WHAT THE TASK REQUIRES>
Write out the passage on the ITER fusion project word for word, the stretch from "Unlike Tokamak Energy’s" through "turned into electricity.".

═════ PASSAGE SHOWN

Unlike Tokamak Energy’s device, the ITER project will use the more established technology of low-temperature superconducting magnets to generate a magnetic field and confine the plasma.“The bigger the machine the better energy confinement works,” Maas said. This is because the highly energetic helium particles are more likely to remain confined in the plasma with a larger surface area. “It is important that the helium particles that come out of a reaction stay inside the magnetic field and share their gained energy with the rest of the plasma — to maintain the heat and keep the reaction going,” he said. The huge amount of heat contained within the plasma can then be captured and turned into electricity.

══════════
═════ MATERIAL SUPPLIED

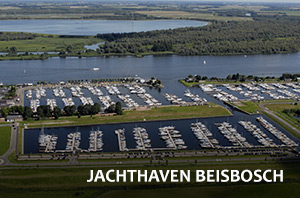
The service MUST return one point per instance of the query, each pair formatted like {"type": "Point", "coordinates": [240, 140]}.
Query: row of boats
{"type": "Point", "coordinates": [59, 92]}
{"type": "Point", "coordinates": [121, 139]}
{"type": "Point", "coordinates": [195, 98]}
{"type": "Point", "coordinates": [34, 104]}
{"type": "Point", "coordinates": [254, 91]}
{"type": "Point", "coordinates": [106, 101]}
{"type": "Point", "coordinates": [94, 90]}
{"type": "Point", "coordinates": [204, 135]}
{"type": "Point", "coordinates": [68, 101]}
{"type": "Point", "coordinates": [174, 99]}
{"type": "Point", "coordinates": [232, 135]}
{"type": "Point", "coordinates": [112, 90]}
{"type": "Point", "coordinates": [172, 137]}
{"type": "Point", "coordinates": [86, 101]}
{"type": "Point", "coordinates": [149, 99]}
{"type": "Point", "coordinates": [73, 142]}
{"type": "Point", "coordinates": [47, 143]}
{"type": "Point", "coordinates": [135, 89]}
{"type": "Point", "coordinates": [76, 91]}
{"type": "Point", "coordinates": [258, 134]}
{"type": "Point", "coordinates": [129, 102]}
{"type": "Point", "coordinates": [51, 103]}
{"type": "Point", "coordinates": [95, 141]}
{"type": "Point", "coordinates": [141, 138]}
{"type": "Point", "coordinates": [276, 132]}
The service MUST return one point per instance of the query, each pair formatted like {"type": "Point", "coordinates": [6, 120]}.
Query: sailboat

══════════

ANSWER TO THIS EXERCISE>
Unlike Tokamak Energy’s device, the ITER project will use the more established technology of low-temperature superconducting magnets to generate a magnetic field and confine the plasma.“The bigger the machine the better energy confinement works,” Maas said. This is because the highly energetic helium particles are more likely to remain confined in the plasma with a larger surface area. “It is important that the helium particles that come out of a reaction stay inside the magnetic field and share their gained energy with the rest of the plasma — to maintain the heat and keep the reaction going,” he said. The huge amount of heat contained within the plasma can then be captured and turned into electricity.